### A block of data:

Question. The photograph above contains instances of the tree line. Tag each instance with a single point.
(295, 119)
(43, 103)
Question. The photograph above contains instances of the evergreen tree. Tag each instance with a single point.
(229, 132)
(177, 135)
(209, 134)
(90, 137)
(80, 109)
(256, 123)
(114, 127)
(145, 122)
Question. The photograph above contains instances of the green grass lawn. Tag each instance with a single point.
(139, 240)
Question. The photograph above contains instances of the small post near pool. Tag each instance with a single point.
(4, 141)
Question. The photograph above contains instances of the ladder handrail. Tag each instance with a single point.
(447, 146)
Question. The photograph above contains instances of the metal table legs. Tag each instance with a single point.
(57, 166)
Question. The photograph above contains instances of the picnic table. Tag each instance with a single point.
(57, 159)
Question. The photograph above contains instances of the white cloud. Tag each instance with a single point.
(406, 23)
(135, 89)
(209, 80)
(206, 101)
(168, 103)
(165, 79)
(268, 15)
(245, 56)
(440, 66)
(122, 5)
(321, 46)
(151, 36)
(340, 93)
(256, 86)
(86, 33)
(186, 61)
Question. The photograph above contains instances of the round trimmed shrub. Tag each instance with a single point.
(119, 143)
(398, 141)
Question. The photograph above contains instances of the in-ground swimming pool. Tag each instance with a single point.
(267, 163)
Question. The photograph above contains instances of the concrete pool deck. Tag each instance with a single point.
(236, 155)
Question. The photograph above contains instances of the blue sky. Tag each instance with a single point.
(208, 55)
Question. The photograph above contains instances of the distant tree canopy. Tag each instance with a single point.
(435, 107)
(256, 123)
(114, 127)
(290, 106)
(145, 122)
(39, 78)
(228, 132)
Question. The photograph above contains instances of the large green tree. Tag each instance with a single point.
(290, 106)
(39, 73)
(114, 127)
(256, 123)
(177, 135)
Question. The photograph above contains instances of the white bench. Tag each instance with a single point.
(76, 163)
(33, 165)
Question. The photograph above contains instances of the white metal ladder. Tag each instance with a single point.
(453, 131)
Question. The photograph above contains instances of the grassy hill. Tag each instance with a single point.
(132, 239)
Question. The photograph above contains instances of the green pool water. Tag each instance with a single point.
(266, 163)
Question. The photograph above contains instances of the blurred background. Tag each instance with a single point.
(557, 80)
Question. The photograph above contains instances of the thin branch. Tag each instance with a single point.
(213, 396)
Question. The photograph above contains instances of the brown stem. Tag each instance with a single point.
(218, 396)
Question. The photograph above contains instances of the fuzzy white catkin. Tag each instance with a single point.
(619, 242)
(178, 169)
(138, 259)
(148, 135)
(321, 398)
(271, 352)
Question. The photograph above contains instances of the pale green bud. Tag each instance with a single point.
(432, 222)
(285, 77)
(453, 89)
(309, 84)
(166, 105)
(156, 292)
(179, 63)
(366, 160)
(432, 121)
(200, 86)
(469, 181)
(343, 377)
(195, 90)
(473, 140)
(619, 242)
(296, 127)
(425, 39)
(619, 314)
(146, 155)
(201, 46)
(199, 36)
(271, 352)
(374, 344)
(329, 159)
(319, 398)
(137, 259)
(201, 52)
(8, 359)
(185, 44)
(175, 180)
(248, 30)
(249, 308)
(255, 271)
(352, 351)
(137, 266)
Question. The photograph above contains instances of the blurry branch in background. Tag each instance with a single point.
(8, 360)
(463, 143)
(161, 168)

### What the task requires:
The lines above should be duplicated exactly.

### Correct response:
Question. The photograph above contains instances of the tree line. Tag each instance with a single point.
(295, 119)
(43, 103)
Question. The photograph above contains instances of the evergreen tree. Tag each instance with a single point.
(229, 132)
(177, 135)
(209, 134)
(90, 137)
(80, 109)
(256, 123)
(114, 127)
(145, 122)
Question. The photograph above contains instances of the green grass lawn. Tag each instance with a single point.
(139, 240)
Question. The photograph above contains instances of the small post near pool. Tag each instance with a single point.
(4, 141)
Question. The photograph above contains instances of the ladder handrail. Tag each instance with a single point.
(447, 146)
Question. The photograph above contains instances of the metal table legs. Tag each instance with a single point.
(57, 166)
Question. The photograph above contains instances of the picnic table. Tag each instance with a single point.
(57, 159)
Question. The photograph above contains instances of the white cloud. Tag each instance with a single point.
(406, 23)
(135, 89)
(209, 80)
(206, 101)
(168, 103)
(165, 79)
(268, 15)
(245, 56)
(440, 66)
(122, 5)
(321, 46)
(151, 36)
(340, 93)
(256, 86)
(86, 33)
(186, 61)
Question. The photograph above contains instances of the round trimmed shrub. Tag each instance with a single point.
(119, 143)
(398, 141)
Question. The photograph above contains instances of the in-ground swimming pool. Tag each instance with a single point.
(267, 163)
Question. The photograph above contains instances of the concrete pool deck. Tag each instance with a single point.
(236, 155)
Question. The photograph above contains instances of the blue sky. Tag each instance with a single point.
(208, 55)
Question. The photograph above contains instances of the distant tree canopy. Tag each instance with a single point.
(435, 107)
(256, 123)
(114, 127)
(290, 106)
(145, 122)
(39, 78)
(228, 132)
Question. The photograph above contains instances of the large green tree. Tag each instance with a single point.
(290, 106)
(39, 73)
(114, 127)
(256, 123)
(177, 135)
Question. The photograph above contains instances of the white bench. Tag each instance with a single point.
(76, 163)
(33, 165)
Question. The photograph above contains instances of the white metal ladder. Tag each instance with a single point.
(453, 131)
Question. The photograph above contains instances of the grassy hill. Tag each instance with a single point.
(132, 239)
Question. The photograph above contains instances of the green pool water. Tag each instance with a single point.
(266, 163)
Question. The photograph above contains instances of the blurred background. Tag each instance with a single point.
(557, 80)
Question. The photograph above contains instances of the thin branch. Tag each instance with a single point.
(213, 396)
Question. The photograph above contains instances of the brown stem. Tag each instance with a single point.
(218, 396)
Question. The photograph above contains instances of the fuzzy white catkin. Tag each instance with a single point.
(619, 242)
(178, 169)
(138, 259)
(148, 135)
(321, 398)
(271, 352)
Question. The photograph above contains instances of the pale green bud. Tag each instance with a single point.
(432, 222)
(285, 77)
(453, 89)
(309, 84)
(166, 105)
(156, 292)
(179, 63)
(366, 160)
(432, 121)
(200, 86)
(469, 181)
(343, 377)
(195, 90)
(473, 140)
(619, 242)
(296, 127)
(425, 39)
(619, 314)
(146, 155)
(201, 46)
(199, 36)
(271, 352)
(374, 344)
(329, 159)
(319, 398)
(137, 259)
(201, 52)
(8, 359)
(185, 44)
(175, 180)
(248, 30)
(249, 308)
(255, 271)
(352, 351)
(137, 266)
Question. The photograph above contains instances of the blurry branch in background. Tag each instance with a single point.
(8, 360)
(463, 143)
(161, 168)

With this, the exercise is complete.